* WRITTEN INSTRUCTION *
Your task is to write out the complete listing exactly as it is shown.

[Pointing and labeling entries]
-*-*-

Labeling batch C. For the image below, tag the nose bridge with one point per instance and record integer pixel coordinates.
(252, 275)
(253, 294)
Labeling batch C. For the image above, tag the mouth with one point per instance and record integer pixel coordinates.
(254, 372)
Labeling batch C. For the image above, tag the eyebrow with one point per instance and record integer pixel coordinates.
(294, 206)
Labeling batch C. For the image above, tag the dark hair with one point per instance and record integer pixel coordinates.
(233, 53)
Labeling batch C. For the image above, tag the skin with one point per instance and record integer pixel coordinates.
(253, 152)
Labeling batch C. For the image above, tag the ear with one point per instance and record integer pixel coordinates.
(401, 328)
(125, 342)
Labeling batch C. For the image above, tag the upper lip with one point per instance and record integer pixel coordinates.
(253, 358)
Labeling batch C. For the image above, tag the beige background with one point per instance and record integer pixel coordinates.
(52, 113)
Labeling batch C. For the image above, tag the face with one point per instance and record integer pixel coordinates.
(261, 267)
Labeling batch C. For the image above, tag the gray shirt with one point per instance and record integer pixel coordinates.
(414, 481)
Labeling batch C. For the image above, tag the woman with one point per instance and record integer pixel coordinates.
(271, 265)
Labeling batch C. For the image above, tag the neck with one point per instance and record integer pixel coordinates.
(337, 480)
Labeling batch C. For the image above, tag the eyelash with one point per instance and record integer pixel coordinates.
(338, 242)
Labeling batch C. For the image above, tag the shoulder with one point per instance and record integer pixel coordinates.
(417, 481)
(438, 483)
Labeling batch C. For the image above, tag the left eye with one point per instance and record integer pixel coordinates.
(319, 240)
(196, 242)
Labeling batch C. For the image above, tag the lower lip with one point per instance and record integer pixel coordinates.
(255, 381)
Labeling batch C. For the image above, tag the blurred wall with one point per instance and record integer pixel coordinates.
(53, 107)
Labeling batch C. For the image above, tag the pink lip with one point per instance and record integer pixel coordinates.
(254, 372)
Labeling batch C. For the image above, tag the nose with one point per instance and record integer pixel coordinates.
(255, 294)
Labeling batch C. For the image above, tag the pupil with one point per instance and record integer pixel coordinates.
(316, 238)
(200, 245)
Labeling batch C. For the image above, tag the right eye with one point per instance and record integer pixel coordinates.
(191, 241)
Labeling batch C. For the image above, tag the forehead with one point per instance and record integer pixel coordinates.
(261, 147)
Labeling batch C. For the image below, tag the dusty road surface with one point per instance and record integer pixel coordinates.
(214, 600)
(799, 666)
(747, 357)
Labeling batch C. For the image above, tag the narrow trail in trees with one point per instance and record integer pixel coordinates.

-*-*-

* TASK SOLUTION *
Labeling batch C. For the image below, tag the nose bridge with one point per instance and record integer pixel coordinates.
(252, 275)
(253, 294)
Labeling batch C. For the image above, tag the mouth with one point per instance and record integer pixel coordinates.
(254, 372)
Labeling batch C. For the image above, tag the eyebrow with one point per instance and record integer pixel coordinates.
(294, 206)
Labeling batch C. For the image above, tag the dark hair with one point per instance and record integer pixel coordinates.
(233, 53)
Labeling batch C. For the image above, tag the skin with one point per instance and record integer pixel coordinates.
(253, 152)
Labeling batch C. For the image above, tag the ear with one point per instance and record integer pixel coordinates.
(401, 328)
(125, 342)
Labeling batch C. For the image above, tag the upper lip with one point per instance and record integer pixel coordinates.
(253, 358)
Labeling batch C. For the image above, tag the beige background with one point per instance and record integer pixel coordinates.
(52, 113)
Labeling batch C. For the image above, tag the face with one point per instance and record integer pixel coordinates.
(261, 267)
Labeling batch C. For the image above, tag the gray shirt with one point per instance and record integer pixel coordinates.
(414, 481)
Labeling batch C. For the image above, tag the woman with one point per instance and record integer pixel coordinates.
(271, 265)
Labeling batch C. For the image above, tag the neck with one point per instance and record integer pixel coordinates.
(337, 480)
Labeling batch C. For the image above, tag the eyelash with one point per instance and record integer pixel coordinates.
(338, 242)
Labeling batch C. For the image above, tag the shoulder with one point per instance and record integer pixel coordinates.
(417, 481)
(438, 483)
Labeling batch C. For the image above, tag the left eye with one point per instance and record integer pixel coordinates.
(319, 240)
(196, 242)
Labeling batch C. For the image above, tag the lower lip with one point per instance and record integer pixel coordinates.
(255, 381)
Labeling batch C. For the image above, tag the blurred wall with one point per instance and record integer pixel coordinates.
(53, 107)
Labeling batch C. For the image above, tag the pink lip with one point per instance and record integer pixel coordinates.
(254, 372)
Labeling batch C. For the image above, tag the nose with one point per instance and record integer pixel coordinates.
(255, 294)
Labeling batch C. For the image above, tag the pupil with one point per instance and record integer pixel coordinates.
(316, 238)
(200, 245)
Labeling batch C. For the image above, tag the right eye with one point per instance and record integer pixel coordinates.
(191, 241)
Labeling batch C. For the image above, tag the forehead with one point per instance and record integer pixel coordinates.
(261, 147)
Labeling batch C. For the image below, tag the dusty road surface with one point per instance and record integer pixel coordinates.
(214, 600)
(799, 666)
(747, 357)
Labeling batch C. For the image above, tag the narrow trail in trees with one point per instance and record integer pixel coordinates.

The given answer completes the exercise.